# [GOAL 1]
According to the interview about the 'Better Metaverse' research, how many 'Aglet' players were surveyed?

===

That’s one lesson taken from ‘Better Metaverse’ - a collaboration between location-based sneaker game ‘Aglet’, and strategy and innovation consultancy, The Upside. It's research that aims to reveal areas of the metaverse which are important to consumers as they begin to explore this new fascinating frontier.
1,570 ‘Aglet’ players were surveyed to better understand their views of the metaverse and its potential impact on their lives. To complement this, The Upside also ran qualitative focus groups with eight selected players to dive deeper into their beliefs, barriers and motivations. The survey findings are cited throughout the report, and have driven the narrative, insights and conclusions that you see here today.
LBB’s Alex Reeves caught up with Niku Banaie, CEO and co-founder, and Lucinda Brooke, strategy director, at The Upside to find out what brands need to know if they’re going to build the metaverse they want to see.
LBB> Why did you first decide to do this research?
Niku & Lucinda> It’s pretty simple, really. There is a significant evolution happening with the internet. Call it web3, call it what you want, we are living through it right now, and the metaverse will be a massive part of that. It will have a hugely influential role in so many generations, so brands and agencies need to understand it much more deeply.
As we started exploring and speaking to people, it became clear that there was a bigger job to do. That we had to debunk the hype, the noise and the misinformation. There has been so much pontificated on and written about this shiny new object.
What we didn’t see was people understanding that there was a chance to interrogate and redefine how this new world can be born and built in a way that allows us to learn from the mistakes we made repetitively in this world. To do it better. We call it a ‘betterverse’.
This is something the majority of respondents believe: ‘I think the metaverse is a new beginning to restart humanity and focus on the best parts of us. There doesn’t need to be wars or poverty or injustice. Everyone can simply be free and live and do however they please in an infinite number of virtual universes. It’s a chance to start over’.
‘The metaverse is an opportunity to redefine the world we live in and our perceived reality’.
‘A place of open opportunities’.
‘A wonder in a dark world’.
News breaks around the metaverse like little endorphin hits, then disappears again. We wanted to take longer on this research because we wanted to do it properly. A metaphor for the metaverse as a whole, maybe?
We also brought a lot of experience that we have gained from working on accessibility and belonging projects for clients - such as co-creating All In, Google’s marketing accessibility playbook that launched at Cannes last year - that allowed us to put that extra cultural lens on the project.
LBB> How does the research inform your view of a best-case scenario metaverse?
Niku & Lucinda> It will allow everyone to learn from the mistakes of the past, to give creators and brands help in building that new future. And hopefully, show people that there is a betterverse. One which is genuinely open and accessible to all.
LBB> What's the most surprising part of the research to you?
Niku & Lucinda> There was a huge response back about the metaverse being a home of female entrepreneurialism. We’re so used to a world where women face so many societal and systemic barriers to success - it's made it so difficult for women to succeed that it was a wonderful surprise to see women making money in the metaverse.
One woman revealed how she makes more from her music in the metaverse than Spotify. “We put on our music on Spotify and in two years, I made $6. For me to post something and gain 15% off it when it sells on to someone else is amazing.”

===

# [GOAL 2]
Convert the records below into a JSON list of strings, one string per line, with blank lines dropped. Leave the pictures out.

===

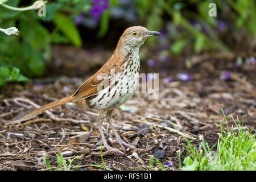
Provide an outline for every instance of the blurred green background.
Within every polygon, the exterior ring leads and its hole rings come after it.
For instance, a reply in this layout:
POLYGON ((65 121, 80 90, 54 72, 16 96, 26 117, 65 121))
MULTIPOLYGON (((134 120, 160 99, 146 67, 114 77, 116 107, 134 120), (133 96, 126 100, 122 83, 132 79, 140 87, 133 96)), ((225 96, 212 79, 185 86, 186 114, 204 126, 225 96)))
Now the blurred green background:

===

# [EXERCISE RESPONSE 1]
1,570

# [EXERCISE RESPONSE 2]
[
  "Provide an outline for every instance of the blurred green background.",
  "Within every polygon, the exterior ring leads and its hole rings come after it.",
  "For instance, a reply in this layout:",
  "POLYGON ((65 121, 80 90, 54 72, 16 96, 26 117, 65 121))",
  "MULTIPOLYGON (((134 120, 160 99, 146 67, 114 77, 116 107, 134 120), (133 96, 126 100, 122 83, 132 79, 140 87, 133 96)), ((225 96, 212 79, 185 86, 186 114, 204 126, 225 96)))",
  "Now the blurred green background:"
]